- [What you have to do]:
Only the lines from the top of the data through the line containing "the white cloud." should be duplicated, exactly as they appear.

- [Data to use]:
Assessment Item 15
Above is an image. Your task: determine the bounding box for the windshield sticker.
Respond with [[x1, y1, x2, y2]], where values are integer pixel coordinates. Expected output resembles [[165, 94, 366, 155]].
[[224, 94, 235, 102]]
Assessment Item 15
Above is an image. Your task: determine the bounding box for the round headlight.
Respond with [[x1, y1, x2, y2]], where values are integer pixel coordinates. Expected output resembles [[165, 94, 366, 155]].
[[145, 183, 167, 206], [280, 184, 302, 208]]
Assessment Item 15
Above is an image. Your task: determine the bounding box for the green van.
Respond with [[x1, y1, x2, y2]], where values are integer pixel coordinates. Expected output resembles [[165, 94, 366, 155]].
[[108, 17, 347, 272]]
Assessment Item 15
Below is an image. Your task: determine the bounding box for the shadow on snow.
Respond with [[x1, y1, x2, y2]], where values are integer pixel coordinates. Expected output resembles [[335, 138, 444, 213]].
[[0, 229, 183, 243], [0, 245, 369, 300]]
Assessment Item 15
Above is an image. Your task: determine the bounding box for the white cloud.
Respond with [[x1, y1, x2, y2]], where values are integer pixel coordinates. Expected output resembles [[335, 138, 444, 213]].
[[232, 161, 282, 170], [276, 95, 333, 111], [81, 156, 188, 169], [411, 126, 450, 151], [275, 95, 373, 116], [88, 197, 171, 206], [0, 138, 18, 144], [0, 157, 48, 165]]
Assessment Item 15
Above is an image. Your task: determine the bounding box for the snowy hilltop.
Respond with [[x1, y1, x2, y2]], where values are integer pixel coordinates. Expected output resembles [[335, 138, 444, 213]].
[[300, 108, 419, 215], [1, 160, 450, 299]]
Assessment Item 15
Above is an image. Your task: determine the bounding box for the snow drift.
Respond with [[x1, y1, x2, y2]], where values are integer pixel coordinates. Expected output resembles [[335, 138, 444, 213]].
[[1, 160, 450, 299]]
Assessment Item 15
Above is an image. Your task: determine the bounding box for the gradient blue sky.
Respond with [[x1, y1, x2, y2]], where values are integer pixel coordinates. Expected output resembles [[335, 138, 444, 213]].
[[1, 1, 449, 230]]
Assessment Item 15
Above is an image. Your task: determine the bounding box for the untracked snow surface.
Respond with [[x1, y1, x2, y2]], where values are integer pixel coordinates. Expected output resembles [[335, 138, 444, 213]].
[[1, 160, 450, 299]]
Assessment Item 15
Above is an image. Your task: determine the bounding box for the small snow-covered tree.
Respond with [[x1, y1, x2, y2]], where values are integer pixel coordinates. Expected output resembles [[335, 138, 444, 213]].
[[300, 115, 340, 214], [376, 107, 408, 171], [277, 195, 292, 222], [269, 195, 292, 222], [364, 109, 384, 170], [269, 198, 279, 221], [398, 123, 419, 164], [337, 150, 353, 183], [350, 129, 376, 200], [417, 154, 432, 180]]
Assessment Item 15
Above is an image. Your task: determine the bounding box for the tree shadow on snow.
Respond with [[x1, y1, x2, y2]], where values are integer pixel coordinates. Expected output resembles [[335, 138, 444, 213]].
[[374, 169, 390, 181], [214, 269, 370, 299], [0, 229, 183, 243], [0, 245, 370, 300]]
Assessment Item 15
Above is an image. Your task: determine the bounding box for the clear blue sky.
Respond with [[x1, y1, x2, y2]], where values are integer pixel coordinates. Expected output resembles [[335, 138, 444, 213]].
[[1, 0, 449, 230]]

- [Output]:
Assessment Item 15
Above is an image. Your task: determine the bounding box for the windshield sticker.
Respond with [[x1, y1, x2, y2]], where values are integer pixel coordinates. Expected output resembles [[165, 94, 366, 155]].
[[224, 94, 235, 102]]
Assessment Item 15
Above is an image. Your task: determine the bounding box for the round headlight.
Respond with [[x1, y1, x2, y2]], where values are integer pixel coordinates. Expected output resembles [[165, 94, 366, 155]].
[[145, 183, 167, 206], [280, 184, 302, 208]]
Assessment Item 15
Above is an image. Your task: determine the bounding box for the green van.
Respond with [[x1, y1, x2, y2]], where values are integer pixel coordinates. Expected output resembles [[165, 94, 366, 155]].
[[108, 17, 347, 272]]
Assessment Item 15
Below is an image. Your task: determine the bounding box for the shadow on snow.
Respond with [[x1, y1, x2, y2]], where values are integer pixel coordinates. Expected output resembles [[335, 138, 444, 213]].
[[0, 229, 183, 243], [0, 245, 369, 300]]
Assessment Item 15
Above is an image. Your task: determine the bounding box for the white cloud.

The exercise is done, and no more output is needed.